* TEXT EXTRACT:
** Begin **

Two decisions we do not have yet. The first is the financing, and we are talking here of around 350-400 mill DKr - the equivalent of about 50 mill Euro, for a building of 20.000 m2. And the second decision we are lacking, is the actual location. Right now we are discussing two different locations, both of them inside the frame of the inner city, with excellent public transportation nearby, and a lot of parking space around.

I prefer a location on Israels Place, right in the centre of the city’s old northern gate, which was torn down in the last century. It is a location just besides a new Metro station, down to a very popular park which is the meeting place for the gays of Copenhagen, and right beside the new food market place of the city. A brilliant place for 1.5 to 2 million visitors a year. Well, it doesn't seem to be the exact position of the local inhabitants. They have already been stirred up, and a couple of public objections have been made. Those rather few people (not more than 50) are well-educated lawyers, journalists, and a former member of parliament, and are used to put their objections in a very intelligent and hard-hitting way. We are trying to handle this. One of our main arguments in that discussion is, that a library in itself is one of the biggest open public spaces in a city. So, if you are looking upon a library as a building blocking people from open space and fresh air, it is not correct. On the contrary, a good million people will in a library find an accessible open space to gain benefit from.


In order to get a bit more substance into the ideas, the library asked the city architects to make a prospect of those two locations, to find out if there actually was enough space to build a 20.000 m2 building. And also do some initial thinking of how and when. The result was a little appetizer, which we have used frequently as documentation and as public relation for the idea of a new central library. Basically it shows that there are enough space at the two locations.

At both places it will need a very intriguing entrepreneurial work, as the one location is above a huge parking garage dug 3 floors into the ground, so that the usual solution of having magazines in the basement of the building cannot be used. We found a rather good, but not new, solution to that problem, as we do believe that collections not frequently used can be placed at one side of the building instead of under it.

** End **

* STORED RECORDS:
** Begin **

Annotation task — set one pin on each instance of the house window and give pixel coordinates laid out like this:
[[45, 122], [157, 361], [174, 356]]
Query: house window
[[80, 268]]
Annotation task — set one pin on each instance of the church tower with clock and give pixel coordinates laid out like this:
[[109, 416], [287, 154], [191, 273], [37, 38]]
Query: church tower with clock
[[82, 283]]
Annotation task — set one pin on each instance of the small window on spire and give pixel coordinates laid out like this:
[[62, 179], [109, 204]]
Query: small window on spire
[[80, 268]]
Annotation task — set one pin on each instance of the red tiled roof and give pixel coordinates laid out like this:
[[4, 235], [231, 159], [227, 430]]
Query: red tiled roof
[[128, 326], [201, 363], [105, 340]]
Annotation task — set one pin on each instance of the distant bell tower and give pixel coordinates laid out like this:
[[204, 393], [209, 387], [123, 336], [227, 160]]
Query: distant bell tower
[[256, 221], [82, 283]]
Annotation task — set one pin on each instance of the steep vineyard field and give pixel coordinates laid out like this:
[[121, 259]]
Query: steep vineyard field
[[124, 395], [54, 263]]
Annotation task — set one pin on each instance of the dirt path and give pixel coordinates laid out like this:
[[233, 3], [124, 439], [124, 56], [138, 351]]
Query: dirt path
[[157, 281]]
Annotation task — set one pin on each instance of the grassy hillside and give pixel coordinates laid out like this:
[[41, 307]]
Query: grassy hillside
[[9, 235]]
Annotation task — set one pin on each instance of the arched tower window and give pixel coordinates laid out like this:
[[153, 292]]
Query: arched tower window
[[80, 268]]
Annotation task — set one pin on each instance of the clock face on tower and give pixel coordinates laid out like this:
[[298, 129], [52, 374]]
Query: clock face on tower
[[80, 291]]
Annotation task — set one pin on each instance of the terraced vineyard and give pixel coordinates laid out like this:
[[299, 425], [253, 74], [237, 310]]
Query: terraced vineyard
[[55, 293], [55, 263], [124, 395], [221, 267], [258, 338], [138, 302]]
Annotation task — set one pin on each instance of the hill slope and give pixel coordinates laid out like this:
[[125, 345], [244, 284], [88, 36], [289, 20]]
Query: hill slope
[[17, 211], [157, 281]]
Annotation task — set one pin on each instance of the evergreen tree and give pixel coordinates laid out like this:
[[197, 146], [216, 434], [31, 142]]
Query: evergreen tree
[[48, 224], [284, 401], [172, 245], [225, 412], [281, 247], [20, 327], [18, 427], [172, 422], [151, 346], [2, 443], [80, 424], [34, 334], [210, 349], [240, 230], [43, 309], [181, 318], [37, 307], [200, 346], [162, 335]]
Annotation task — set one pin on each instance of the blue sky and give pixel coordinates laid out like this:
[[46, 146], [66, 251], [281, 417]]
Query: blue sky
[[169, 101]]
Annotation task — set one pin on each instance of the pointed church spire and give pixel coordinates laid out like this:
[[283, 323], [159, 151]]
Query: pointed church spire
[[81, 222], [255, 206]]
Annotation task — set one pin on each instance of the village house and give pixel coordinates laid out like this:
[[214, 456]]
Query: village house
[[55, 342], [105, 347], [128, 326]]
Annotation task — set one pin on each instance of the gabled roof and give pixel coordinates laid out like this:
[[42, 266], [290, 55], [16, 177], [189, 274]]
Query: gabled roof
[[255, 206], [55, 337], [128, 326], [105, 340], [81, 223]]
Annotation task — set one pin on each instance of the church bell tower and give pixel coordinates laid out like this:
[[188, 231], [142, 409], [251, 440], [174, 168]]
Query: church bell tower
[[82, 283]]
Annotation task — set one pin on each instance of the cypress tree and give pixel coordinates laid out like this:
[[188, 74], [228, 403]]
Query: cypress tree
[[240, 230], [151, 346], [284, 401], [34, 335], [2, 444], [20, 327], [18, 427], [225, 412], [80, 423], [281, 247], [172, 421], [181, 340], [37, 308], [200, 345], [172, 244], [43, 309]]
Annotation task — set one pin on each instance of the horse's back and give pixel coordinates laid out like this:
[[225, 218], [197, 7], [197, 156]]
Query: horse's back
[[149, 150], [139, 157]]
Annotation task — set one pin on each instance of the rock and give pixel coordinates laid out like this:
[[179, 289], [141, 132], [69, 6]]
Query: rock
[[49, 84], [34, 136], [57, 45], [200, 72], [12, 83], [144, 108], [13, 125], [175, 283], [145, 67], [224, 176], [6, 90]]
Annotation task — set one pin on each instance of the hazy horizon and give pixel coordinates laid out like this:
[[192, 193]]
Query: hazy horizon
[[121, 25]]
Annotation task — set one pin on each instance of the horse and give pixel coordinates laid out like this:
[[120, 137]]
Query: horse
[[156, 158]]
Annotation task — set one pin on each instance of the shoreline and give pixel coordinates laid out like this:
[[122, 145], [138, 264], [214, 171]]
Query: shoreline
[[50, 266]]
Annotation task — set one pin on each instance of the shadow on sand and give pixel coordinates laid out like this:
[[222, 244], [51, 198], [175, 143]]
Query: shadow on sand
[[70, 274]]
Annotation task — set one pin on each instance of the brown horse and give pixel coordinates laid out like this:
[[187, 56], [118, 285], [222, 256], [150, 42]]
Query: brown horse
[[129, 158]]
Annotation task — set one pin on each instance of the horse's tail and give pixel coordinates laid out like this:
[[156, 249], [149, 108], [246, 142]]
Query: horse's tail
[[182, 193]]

** End **

* DIRECTION: Write the next part of the text on the planned new central library in Copenhagen, picking up after its final sentence. The records play no part in what is asked here.

* EXERCISE OUTPUT:
The other location is a bit more tricky, because we do have three former transformer buildings (rather small) which, as they are to be preserved, have to be part of the new library. But also this is a clear possibility, and the overall design of the building can benefit from that inclusion of three transformer stations. In two of those transformers right now the national theatre have a scene/stage but in 2007 they will move to another location near by, where there are to be built a new national scene. Parking space for that theatre and for the library could be dug out under the library building, so that the parking problem could be solved in the same instant.


We are ambitious regarding the architectural expression of the new library. Besides being a remarkable and beautiful building, some kind of a cultural business card for the city, it should of course be functional, adapted to the purpose and first of all flexible. It will be a house with huge collections, a multimedia house - but it will also be a digital/virtual junction, where Copenhageners and other people can connect the catalogue, and the different net services, including an automatic, digital ordering and reservation service. That latter part of the library service we do expect to have an increasing impact, so in the future we will deliver electronic texts and music/pictures directly to home computers. But we will also function as some kind of supply-station for physical materials ordered or reserved electronically.


The architectural expression of the library should signal open, inviting even democratic values to the visitors. We should avoid the monumental, elitist expression from la Bibliothèque Nationale in Paris, or the same from our own National Library in Copenhagen. It is our aspiration to signal a truly popular institution, a friendly one. All the demands mentioned here are to be put into the requirements for an architectural competition. We hope that the competition can be kept next year, and that there will be a result at the latest in the year 2004. We have not decided yet if it will be an open competition, which can give the most unpredictable, and exciting result; or an invited competition, the outcome of which normally are more stable and secure, but not so exciting.


It is of course very early to predict how we will organise the content of the new library. With all reservations, and as I see it now, there will be a rather big part called the experience area of the library. It will be the popular meeting point, it will be the place for the children, music, art and fiction. It will be an area of the library with exhibitions, author meetings, and all that kind of noisy, colourful things. It will be the place where you can lend or download films, music, talking books etc. And it will be the part of the library, which looks most like something you know to day.


Another part will be the facts area of the library. The collections, and medias containing specialised literature, videos, CD-ROM. Also a physical part of the library, where the customer can gain benefit of literature and other medias covering a wide range of issues; and it is also a place we know to day.


The third part is the information area. Here you can get your information, business information, European Union information, local history information etc. It is the part of the library which is heavily digitised, and the area between the virtual and the physical library. Here you can search the Internet, you can use computers for all kinds of relevant work, and it is here you can get a working place, where you can plug in your own computer.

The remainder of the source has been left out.